* _Exercise description_:
Read the data and repeat all of it exactly.

* _Records supplied_:
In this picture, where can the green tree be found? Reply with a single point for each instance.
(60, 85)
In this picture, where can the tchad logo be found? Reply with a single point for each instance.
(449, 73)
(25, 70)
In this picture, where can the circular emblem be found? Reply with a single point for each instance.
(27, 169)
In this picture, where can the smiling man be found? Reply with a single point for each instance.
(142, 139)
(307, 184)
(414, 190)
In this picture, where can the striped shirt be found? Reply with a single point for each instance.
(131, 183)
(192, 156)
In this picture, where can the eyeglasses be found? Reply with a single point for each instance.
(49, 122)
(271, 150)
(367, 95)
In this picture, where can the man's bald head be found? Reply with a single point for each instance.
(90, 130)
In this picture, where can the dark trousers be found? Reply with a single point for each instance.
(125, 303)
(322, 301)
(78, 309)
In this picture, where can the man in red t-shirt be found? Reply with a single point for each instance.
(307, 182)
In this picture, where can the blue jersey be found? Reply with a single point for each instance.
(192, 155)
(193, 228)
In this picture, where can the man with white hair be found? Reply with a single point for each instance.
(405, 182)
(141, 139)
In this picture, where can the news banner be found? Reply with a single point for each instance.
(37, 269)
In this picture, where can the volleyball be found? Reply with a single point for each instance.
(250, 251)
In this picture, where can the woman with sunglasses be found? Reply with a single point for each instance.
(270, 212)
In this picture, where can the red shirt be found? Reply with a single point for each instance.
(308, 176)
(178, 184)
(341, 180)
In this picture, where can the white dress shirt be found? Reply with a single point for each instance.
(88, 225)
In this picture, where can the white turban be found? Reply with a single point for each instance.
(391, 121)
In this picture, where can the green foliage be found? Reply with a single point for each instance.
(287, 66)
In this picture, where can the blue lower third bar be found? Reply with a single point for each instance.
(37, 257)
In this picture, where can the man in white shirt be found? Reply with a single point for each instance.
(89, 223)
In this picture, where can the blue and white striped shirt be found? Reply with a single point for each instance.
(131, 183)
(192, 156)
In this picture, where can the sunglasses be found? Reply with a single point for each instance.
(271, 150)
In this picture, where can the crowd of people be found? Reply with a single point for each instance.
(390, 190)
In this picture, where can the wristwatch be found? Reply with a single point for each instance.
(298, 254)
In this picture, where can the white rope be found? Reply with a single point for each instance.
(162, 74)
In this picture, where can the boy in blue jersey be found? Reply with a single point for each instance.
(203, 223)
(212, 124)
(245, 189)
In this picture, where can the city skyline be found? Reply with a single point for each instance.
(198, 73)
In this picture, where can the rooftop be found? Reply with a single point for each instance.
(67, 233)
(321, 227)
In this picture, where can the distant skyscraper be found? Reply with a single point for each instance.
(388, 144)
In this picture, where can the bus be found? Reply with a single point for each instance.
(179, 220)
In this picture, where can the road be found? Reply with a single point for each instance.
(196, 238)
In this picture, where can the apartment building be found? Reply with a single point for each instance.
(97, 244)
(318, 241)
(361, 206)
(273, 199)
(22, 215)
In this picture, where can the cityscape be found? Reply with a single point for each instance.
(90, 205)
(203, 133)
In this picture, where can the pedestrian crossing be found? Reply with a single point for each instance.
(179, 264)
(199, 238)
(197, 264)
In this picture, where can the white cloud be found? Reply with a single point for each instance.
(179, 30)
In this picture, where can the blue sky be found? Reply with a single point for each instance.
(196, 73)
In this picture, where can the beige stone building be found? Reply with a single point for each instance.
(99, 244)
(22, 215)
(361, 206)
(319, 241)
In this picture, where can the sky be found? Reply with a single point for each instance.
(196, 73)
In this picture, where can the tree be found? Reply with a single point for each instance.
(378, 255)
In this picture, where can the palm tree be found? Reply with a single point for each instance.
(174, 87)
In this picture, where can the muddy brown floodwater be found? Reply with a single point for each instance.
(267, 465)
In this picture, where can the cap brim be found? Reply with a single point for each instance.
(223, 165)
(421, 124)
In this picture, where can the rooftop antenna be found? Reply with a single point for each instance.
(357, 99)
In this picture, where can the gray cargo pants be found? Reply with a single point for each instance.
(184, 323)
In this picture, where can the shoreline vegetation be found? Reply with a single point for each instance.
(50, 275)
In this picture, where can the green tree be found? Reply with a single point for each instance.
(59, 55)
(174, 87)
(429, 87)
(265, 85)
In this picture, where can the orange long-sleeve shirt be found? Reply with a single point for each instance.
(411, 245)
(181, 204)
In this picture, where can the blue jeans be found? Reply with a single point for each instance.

* _Task output_:
In this picture, where can the green tree be found? Reply with a single point for each instance.
(60, 85)
In this picture, where can the tchad logo be found? Reply with a single point for each instance.
(449, 73)
(25, 70)
In this picture, where can the circular emblem be found? Reply with a single point for each instance.
(27, 169)
In this picture, where can the smiling man be found? Reply with a single point for each instance.
(142, 139)
(307, 184)
(414, 190)
In this picture, where can the striped shirt be found? Reply with a single point for each instance.
(131, 183)
(192, 156)
In this picture, where can the eyeglasses be found? Reply with a single point for each instance.
(49, 122)
(271, 150)
(367, 95)
In this picture, where can the man's bald head be found? Reply with a single point for each instance.
(90, 130)
In this picture, where can the dark trousers be found? Reply with a single point for each instance.
(125, 303)
(322, 301)
(78, 309)
In this picture, where can the man in red t-shirt be found? Reply with a single point for each instance.
(307, 182)
In this picture, where can the blue jersey be found? Reply with a single point for each instance.
(192, 155)
(193, 228)
In this picture, where can the man with white hair be found? Reply with a single point for each instance.
(405, 182)
(141, 139)
In this picture, where can the news banner be found? Reply with a single point for each instance.
(37, 269)
In this picture, where can the volleyball be found? Reply with a single point for each instance.
(250, 251)
In this picture, where can the woman with sunglasses be found? Reply with a single point for each instance.
(270, 212)
In this picture, where can the red shirt be found? Reply with a single point for each instance.
(308, 176)
(178, 184)
(341, 180)
In this picture, where can the white dress shirt be found? Reply with a single point for each instance.
(88, 225)
In this picture, where can the white turban be found? Reply with a single point for each instance.
(391, 121)
In this picture, where can the green foliage be found? Reply with a single point for each instance.
(287, 66)
In this picture, where can the blue lower third bar be found? Reply with a single point for each instance.
(37, 257)
In this picture, where can the man in white shirt be found? Reply with a single point for each instance.
(89, 223)
In this picture, where can the blue and white striped shirt be found? Reply with a single point for each instance.
(131, 183)
(192, 156)
In this picture, where can the sunglasses be found? Reply with a single point for each instance.
(271, 150)
In this picture, where can the crowd of people be found? Reply with a single point for each instance.
(390, 190)
In this picture, where can the wristwatch be found? Reply with a single point for each instance.
(298, 254)
In this picture, where can the white rope be found? Reply with a single point for each instance.
(162, 74)
In this picture, where can the boy in blue jersey be found? Reply with a single point for each instance.
(203, 223)
(212, 124)
(245, 189)
In this picture, where can the city skyline be found? Reply with a single point for each instance.
(198, 73)
In this picture, where can the rooftop be found? Reply with a single point for each instance.
(67, 233)
(321, 227)
In this picture, where can the distant skyscraper be found? Reply with a single point for each instance.
(388, 144)
In this picture, where can the bus be found? Reply with a single point for each instance.
(179, 220)
In this picture, where can the road be found? Reply with a single point for each instance.
(196, 238)
In this picture, where can the apartment building be found? Reply with a single point for each instance.
(97, 244)
(318, 241)
(361, 206)
(273, 199)
(22, 215)
In this picture, where can the cityscape be found? Reply with a single point for each instance.
(90, 205)
(203, 133)
In this picture, where can the pedestrian crossing be found? Reply with a single point for each instance.
(179, 264)
(199, 238)
(197, 264)
In this picture, where can the white cloud be found? Reply with a single point for each instance.
(179, 30)
In this picture, where can the blue sky be found? Reply with a single point for each instance.
(196, 73)
In this picture, where can the beige stone building be found? Reply with a single point for each instance.
(99, 244)
(22, 215)
(361, 206)
(319, 241)
In this picture, where can the sky be found? Reply with a single point for each instance.
(196, 73)
In this picture, where can the tree be found? Reply with a single point for each instance.
(378, 255)
In this picture, where can the palm tree be found? Reply with a single point for each instance.
(174, 87)
In this picture, where can the muddy brown floodwater be found? Reply with a single point for each instance.
(267, 465)
In this picture, where can the cap brim be found? Reply with a single point for each instance.
(223, 165)
(421, 124)
In this picture, where can the rooftop antenna be found? Reply with a single point for each instance.
(357, 99)
In this picture, where can the gray cargo pants be found? Reply with a single point for each instance.
(184, 323)
In this picture, where can the shoreline vegetation be found? Reply with a single point for each instance.
(50, 275)
In this picture, where can the green tree be found? Reply with a single point for each instance.
(59, 55)
(174, 87)
(429, 87)
(265, 85)
In this picture, where can the orange long-sleeve shirt be found? Reply with a single point for each instance.
(411, 245)
(181, 204)
In this picture, where can the blue jeans be found? Reply with a single point for each instance.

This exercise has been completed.